■ Activity list:
[a] Duplicate the part of the Life Flight album text from "Studio album by" to "and Ralph Moore.".
[b] Decide whether each statement agrees with the Life Flight album text, answering yes or no and quoting the words that settle it: (i) The album was recorded in January 1987. (ii) George Benson produced the album. (iii) The album was released on the Columbia label.
[c] In the Life Flight album text, what age does the AllMusic review give for Freddie Hubbard?

■ Document section:

Studio album by Freddie Hubbard
- Released: 1987
- Recorded: January 23–24, 1987
- Genre: Jazz
- Length: 42:23
- Label: Blue Note
- Producer: Michael Cuscuna

Freddie Hubbard chronology
| Double Take (1985) | Life Flight (1987) | The Eternal Triangle (1987) |

= Life Flight (album) =

Life Fight is an album by trumpeter Freddie Hubbard, recorded in January 1987 and released on the Blue Note label. It features performances by Hubbard, Larry Willis, Stanley Turrentine, George Benson, and Ralph Moore.

Professional ratings
Review scores
| Source | Rating |
| AllMusic | Star |
| Los Angeles Times | Star Half star |

== Reception ==
The AllMusic review by Scott Yanow states:
This CD captures the great trumpeter Freddie Hubbard at the age of 48 just before he began to decline. Hubbard is heard in excellent shape on two selections apiece with two separate bands... Overall this set (from an era when the veteran trumpeter was being overshadowed by Wynton Marsalis) gives listeners one of the last opportunities to hear Freddie Hubbard in peak form".

[Items listed in a dataset]
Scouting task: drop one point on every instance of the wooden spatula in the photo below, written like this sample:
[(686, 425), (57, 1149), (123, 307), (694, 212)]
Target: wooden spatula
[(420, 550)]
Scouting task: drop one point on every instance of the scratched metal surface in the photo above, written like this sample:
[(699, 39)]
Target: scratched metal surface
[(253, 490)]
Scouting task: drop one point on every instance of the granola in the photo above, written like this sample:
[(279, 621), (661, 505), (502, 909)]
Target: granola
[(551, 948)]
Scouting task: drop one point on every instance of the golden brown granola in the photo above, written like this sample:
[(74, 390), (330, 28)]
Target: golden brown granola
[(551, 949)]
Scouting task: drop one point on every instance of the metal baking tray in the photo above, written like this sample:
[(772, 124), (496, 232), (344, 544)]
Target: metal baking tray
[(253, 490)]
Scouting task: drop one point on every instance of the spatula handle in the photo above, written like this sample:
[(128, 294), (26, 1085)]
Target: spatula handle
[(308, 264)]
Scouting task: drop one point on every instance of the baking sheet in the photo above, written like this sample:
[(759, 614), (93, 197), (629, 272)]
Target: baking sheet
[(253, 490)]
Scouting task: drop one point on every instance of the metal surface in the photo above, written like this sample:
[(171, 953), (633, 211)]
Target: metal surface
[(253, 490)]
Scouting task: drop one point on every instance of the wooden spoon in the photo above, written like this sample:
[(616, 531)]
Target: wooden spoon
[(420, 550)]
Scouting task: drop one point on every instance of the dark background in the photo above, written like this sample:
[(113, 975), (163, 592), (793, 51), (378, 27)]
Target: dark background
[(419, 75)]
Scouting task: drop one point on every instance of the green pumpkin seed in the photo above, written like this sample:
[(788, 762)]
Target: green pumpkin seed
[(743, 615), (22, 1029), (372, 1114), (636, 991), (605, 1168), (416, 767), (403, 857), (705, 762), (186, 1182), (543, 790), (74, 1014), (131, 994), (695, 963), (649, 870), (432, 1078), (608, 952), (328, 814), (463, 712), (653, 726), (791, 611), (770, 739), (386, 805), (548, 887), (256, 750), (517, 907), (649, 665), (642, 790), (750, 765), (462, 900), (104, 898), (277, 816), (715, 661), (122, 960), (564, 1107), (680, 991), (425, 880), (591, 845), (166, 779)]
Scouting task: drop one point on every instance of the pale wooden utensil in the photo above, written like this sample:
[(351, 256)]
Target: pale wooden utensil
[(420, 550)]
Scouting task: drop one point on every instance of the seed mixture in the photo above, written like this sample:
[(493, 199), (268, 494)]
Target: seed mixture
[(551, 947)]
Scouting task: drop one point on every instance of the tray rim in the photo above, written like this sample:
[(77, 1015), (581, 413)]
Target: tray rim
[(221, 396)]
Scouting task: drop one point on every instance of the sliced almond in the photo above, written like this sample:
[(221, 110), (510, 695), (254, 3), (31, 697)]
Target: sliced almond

■ Answers in order:
[a]
Studio album by Freddie Hubbard
- Released: 1987
- Recorded: January 23–24, 1987
- Genre: Jazz
- Length: 42:23
- Label: Blue Note
- Producer: Michael Cuscuna

Freddie Hubbard chronology
| Double Take (1985) | Life Flight (1987) | The Eternal Triangle (1987) |

= Life Flight (album) =

Life Fight is an album by trumpeter Freddie Hubbard, recorded in January 1987 and released on the Blue Note label. It features performances by Hubbard, Larry Willis, Stanley Turrentine, George Benson, and Ralph Moore.

[b]
(i) Yes: "Recorded: January 23–24, 1987"
(ii) No: "Producer: Michael Cuscuna"
(iii) No: "Label: Blue Note"

[c] The review gives his age as 48.